▸ **PASSAGE**:
++++

Those are the headlines. Arguably uglier is the death-by-small-cuts of newspapers that are still functioning. Layoffs of reporters and closings of bureaus mean that even if newspapers survive, they have precious few resources for actually doing journalism. Job cuts during the first months of this year–300 at the Los Angeles Times, 205 at the Miami Herald, 156 at the Atlanta Journal-Constitution, 150 at the Kansas City Star, 128 at the Sacramento Bee, 100 at the Providence Journal, 100 at the Hartford Courant, ninety at the San Diego Union-Tribune, thirty at the Wall Street Journal and on and on–suggest that this year will see far more positions eliminated than in 2008, when almost 16,000 were lost. Even Doonesbury’s Rick Redfern has been laid off from his job at the Washington Post.”

David Scharfenberg. “Aiding tomorrow’s journalists today”. Boston Globe. February 2, 2009: “increasingly desperate newspapers, buffeted by declining circulation and the continued migration of advertising to the Web, are turning from buyouts to layoffs these days.

And younger, less-familiar staffers at the bottom of the seniority list are feeling the pinch. I should know. The Providence Journal laid off this 30-something reporter just a few months ago.

The cuts have short-term implications, of course. School committee meetings will go uncovered, State House scandals unreported. But they also threaten the long-term health of journalism: With little hope for a resurgence, the generation that might reinvent a dying craft is simply leaving the news business behind.

But there are ways to keep young journalists employed and, more importantly, to preserve the sort of journalism that keeps our democracy afloat.

Some have suggested changes in tax law that would make it easier for philanthropies to buy major news outlets, others favor a National Endowment for Journalism that newspapers could tap to pay for the investigative and international reporting now getting short-shrift.

But we need something bigger. Congress, intent on jump-starting the economy, should set aside $100 million – well under 1 percent of the stimulus approved by the House of Representatives and pending in the Senate – for a national journalism fund.”

Rosa Brooks. “Bail out journalism”. Los Angeles Times. April 9, 2009 – “Like everyone else whose livelihood is linked to the newspaper industry, I’ve been watching, appalled, as newspapers continue their death spiral, with dwindling circulations and thousands of layoffs. Here at The Times, the editorial staff is down to almost half the size it was in 2000. Often, as I’ve watched talented colleagues get the ax, I’ve suspected that I’ve only lasted this long because as a freelancer — with no benefits and minimal pay — I’m just too cheap to be worth firing.

++++

▸ **ITEMS**:

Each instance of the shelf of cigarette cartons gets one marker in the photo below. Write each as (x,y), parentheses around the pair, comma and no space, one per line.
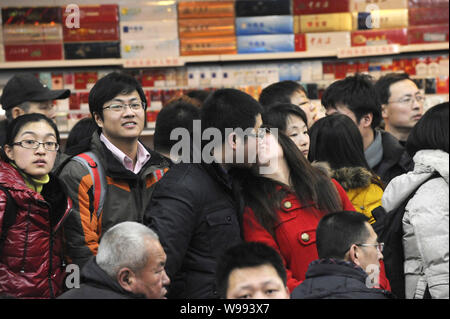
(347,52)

++++

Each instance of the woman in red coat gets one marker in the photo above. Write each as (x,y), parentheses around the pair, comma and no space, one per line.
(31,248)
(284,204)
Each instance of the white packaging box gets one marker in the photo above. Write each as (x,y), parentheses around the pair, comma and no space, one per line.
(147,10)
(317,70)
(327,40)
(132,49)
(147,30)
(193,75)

++++

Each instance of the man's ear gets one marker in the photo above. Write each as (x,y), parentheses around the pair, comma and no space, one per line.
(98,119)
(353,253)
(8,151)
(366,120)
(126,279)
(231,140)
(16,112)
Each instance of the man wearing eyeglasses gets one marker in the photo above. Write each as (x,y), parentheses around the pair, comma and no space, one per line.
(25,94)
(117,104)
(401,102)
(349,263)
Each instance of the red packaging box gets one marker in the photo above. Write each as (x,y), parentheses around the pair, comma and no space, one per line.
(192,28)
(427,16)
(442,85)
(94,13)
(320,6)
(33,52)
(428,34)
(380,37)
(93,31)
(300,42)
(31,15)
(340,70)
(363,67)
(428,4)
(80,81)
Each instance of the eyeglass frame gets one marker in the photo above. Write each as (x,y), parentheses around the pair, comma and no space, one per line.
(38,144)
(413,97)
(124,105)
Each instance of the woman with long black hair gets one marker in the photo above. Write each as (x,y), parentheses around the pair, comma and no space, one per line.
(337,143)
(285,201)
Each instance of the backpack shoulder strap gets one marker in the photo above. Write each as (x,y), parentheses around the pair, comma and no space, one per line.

++++

▸ **WHAT TO WORK ON**: Reproduce the passage on newspaper layoffs word for word, between "The cuts have" and "our democracy afloat.", inclusive. The rows play no part in this work.

▸ **THE RESPONSE**:
The cuts have short-term implications, of course. School committee meetings will go uncovered, State House scandals unreported. But they also threaten the long-term health of journalism: With little hope for a resurgence, the generation that might reinvent a dying craft is simply leaving the news business behind.

But there are ways to keep young journalists employed and, more importantly, to preserve the sort of journalism that keeps our democracy afloat.